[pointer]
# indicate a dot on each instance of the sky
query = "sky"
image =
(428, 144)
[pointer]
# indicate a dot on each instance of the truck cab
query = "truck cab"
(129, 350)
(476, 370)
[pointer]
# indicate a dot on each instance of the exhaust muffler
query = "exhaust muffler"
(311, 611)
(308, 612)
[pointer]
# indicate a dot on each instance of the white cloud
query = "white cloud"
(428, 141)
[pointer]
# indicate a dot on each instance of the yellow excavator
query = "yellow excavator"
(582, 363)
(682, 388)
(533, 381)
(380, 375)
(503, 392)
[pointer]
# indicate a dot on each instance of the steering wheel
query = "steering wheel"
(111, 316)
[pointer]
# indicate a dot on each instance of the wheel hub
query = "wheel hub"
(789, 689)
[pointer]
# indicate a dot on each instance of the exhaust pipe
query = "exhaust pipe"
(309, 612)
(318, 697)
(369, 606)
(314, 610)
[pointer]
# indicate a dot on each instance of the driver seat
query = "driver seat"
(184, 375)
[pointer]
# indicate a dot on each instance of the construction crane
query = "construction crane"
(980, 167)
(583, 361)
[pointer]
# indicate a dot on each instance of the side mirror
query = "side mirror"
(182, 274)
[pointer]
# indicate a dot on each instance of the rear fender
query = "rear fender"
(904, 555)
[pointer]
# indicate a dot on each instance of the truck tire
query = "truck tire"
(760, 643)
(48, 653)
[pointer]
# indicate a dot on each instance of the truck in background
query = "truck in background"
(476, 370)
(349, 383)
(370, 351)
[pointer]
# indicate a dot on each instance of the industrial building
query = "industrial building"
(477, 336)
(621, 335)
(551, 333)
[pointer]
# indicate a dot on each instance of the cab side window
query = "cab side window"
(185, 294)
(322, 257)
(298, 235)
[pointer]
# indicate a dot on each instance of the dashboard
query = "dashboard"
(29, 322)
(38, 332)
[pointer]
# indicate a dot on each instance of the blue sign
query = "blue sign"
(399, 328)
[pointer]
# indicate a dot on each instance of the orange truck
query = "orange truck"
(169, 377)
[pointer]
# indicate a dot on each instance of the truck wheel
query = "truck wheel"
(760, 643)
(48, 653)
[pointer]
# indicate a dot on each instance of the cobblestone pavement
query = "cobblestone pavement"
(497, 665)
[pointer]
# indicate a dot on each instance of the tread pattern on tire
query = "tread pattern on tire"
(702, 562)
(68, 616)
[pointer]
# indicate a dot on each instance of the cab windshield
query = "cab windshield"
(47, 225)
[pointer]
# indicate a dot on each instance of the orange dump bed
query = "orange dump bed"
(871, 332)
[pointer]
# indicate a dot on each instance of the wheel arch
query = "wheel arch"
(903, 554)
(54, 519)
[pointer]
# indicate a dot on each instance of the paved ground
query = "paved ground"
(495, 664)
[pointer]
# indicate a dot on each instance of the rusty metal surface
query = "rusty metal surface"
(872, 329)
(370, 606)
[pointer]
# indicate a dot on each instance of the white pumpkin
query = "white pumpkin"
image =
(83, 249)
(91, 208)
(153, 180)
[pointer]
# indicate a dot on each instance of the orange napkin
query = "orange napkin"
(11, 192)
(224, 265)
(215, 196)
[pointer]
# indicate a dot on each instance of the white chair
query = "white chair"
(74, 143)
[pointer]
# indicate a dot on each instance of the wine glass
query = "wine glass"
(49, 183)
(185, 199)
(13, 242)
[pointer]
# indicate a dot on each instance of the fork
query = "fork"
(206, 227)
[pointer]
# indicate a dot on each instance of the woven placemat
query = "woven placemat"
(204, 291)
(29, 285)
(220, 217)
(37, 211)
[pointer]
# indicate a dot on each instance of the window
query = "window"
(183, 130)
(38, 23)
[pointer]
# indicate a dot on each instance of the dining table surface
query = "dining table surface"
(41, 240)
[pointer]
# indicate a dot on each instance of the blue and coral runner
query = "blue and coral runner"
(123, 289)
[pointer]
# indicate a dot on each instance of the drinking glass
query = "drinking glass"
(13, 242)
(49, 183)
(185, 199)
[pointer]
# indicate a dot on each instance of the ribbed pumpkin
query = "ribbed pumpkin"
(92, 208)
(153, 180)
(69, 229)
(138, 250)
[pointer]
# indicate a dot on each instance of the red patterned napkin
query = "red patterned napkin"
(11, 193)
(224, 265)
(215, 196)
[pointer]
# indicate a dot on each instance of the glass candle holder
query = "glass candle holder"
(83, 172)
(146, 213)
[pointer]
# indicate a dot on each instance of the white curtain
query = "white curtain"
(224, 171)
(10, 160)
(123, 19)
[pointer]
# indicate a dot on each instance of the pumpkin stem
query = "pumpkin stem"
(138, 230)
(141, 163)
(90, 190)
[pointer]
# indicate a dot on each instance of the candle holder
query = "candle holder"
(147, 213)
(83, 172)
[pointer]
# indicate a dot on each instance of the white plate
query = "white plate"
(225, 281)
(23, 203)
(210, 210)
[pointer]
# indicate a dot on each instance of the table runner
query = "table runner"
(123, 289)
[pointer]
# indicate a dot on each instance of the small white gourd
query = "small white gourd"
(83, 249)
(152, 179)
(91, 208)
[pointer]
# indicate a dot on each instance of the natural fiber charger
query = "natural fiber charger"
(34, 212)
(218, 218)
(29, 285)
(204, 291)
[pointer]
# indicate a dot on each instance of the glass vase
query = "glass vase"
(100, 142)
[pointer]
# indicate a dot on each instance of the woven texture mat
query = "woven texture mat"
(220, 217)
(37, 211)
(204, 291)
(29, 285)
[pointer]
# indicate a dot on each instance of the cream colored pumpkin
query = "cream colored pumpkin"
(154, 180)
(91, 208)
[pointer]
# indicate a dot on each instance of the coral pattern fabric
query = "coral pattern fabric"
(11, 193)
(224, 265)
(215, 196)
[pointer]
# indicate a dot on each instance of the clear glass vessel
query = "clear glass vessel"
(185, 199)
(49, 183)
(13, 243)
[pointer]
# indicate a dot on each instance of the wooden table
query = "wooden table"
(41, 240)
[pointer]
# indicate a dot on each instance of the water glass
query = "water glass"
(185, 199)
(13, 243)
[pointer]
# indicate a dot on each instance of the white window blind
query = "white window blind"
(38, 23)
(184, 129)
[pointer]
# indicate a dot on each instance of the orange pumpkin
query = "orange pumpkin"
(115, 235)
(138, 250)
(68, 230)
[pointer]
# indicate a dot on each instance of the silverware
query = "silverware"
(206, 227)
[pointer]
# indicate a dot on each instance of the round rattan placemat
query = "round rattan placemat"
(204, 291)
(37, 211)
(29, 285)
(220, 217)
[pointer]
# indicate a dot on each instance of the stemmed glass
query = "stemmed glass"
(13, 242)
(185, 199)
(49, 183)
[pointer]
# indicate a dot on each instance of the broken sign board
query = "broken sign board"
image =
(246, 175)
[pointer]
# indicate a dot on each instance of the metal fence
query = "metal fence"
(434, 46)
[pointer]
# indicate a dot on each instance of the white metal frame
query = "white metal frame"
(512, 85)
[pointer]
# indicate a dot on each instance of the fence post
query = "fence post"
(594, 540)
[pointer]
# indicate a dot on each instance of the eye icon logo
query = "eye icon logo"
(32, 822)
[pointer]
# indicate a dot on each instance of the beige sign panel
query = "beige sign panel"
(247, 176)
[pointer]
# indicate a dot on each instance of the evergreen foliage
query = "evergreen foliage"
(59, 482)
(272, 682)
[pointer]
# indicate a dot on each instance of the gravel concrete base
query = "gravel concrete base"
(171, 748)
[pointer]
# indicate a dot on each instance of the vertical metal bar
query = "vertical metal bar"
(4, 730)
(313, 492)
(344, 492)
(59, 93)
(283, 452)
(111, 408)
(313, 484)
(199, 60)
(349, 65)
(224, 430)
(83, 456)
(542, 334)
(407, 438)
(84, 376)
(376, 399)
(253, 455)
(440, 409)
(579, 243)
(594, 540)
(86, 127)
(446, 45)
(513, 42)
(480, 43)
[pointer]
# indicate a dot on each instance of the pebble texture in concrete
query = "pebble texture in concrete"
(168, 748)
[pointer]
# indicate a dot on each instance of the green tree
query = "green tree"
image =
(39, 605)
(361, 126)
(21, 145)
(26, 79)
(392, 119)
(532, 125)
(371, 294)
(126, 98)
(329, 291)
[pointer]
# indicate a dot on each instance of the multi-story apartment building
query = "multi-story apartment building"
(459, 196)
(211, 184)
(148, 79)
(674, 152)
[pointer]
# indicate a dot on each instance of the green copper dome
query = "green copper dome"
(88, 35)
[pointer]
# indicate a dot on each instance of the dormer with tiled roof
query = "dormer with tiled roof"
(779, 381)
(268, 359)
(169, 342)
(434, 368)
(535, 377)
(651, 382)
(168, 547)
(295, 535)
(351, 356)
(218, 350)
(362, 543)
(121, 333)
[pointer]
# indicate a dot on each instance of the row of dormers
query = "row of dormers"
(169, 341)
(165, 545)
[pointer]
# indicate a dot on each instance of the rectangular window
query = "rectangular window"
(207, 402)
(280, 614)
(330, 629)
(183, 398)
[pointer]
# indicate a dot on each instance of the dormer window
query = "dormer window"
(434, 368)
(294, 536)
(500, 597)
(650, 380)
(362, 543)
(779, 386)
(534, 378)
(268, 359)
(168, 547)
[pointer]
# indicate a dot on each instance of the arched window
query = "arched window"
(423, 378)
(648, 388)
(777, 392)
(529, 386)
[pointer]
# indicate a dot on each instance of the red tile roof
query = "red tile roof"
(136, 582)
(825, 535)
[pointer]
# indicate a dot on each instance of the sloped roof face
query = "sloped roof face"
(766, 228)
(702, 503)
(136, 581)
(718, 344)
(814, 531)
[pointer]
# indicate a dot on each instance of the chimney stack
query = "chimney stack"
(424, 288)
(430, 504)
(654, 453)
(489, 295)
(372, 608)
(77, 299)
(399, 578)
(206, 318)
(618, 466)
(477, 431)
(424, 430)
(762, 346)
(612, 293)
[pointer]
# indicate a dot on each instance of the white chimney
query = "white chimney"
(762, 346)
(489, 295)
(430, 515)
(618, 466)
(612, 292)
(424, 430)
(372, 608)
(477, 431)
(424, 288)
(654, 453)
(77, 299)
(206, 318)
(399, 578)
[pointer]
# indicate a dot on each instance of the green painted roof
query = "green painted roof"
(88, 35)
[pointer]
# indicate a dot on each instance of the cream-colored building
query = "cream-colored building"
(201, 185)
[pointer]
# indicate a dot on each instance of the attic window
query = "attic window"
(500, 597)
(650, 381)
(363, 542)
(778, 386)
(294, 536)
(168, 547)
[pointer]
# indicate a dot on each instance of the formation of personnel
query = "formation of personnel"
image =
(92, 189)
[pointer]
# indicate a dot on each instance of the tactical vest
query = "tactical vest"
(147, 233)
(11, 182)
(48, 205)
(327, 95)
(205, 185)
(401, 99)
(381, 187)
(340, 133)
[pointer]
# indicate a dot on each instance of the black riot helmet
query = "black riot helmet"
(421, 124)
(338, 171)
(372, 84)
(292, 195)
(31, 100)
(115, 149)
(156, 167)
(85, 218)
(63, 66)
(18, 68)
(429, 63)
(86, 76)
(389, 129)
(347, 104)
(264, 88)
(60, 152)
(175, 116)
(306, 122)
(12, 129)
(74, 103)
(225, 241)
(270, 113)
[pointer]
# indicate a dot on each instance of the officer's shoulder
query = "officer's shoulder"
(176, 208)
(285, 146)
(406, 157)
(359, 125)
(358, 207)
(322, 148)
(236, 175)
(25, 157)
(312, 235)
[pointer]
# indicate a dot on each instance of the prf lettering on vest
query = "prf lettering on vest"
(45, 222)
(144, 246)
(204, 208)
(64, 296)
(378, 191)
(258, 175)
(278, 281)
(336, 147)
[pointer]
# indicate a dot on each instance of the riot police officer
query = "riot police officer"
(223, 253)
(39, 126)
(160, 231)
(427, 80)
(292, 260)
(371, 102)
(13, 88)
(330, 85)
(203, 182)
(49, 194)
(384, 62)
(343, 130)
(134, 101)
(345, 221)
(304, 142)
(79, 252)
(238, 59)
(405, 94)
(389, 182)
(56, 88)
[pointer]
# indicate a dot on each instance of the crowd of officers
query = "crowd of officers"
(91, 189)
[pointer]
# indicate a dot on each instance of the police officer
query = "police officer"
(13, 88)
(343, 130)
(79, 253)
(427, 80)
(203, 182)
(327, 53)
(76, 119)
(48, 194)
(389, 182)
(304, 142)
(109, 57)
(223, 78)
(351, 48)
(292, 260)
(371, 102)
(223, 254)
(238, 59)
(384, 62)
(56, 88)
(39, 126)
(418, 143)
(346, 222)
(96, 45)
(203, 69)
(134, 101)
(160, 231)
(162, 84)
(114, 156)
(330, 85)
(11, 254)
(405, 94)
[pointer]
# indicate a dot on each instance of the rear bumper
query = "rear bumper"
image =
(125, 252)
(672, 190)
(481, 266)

═══

[Directions]
Return every line in the rows above that contains the string "helmet".

[Solved problem]
# indicate a dot on each instance of the black riot helmet
query = "black riot helmet"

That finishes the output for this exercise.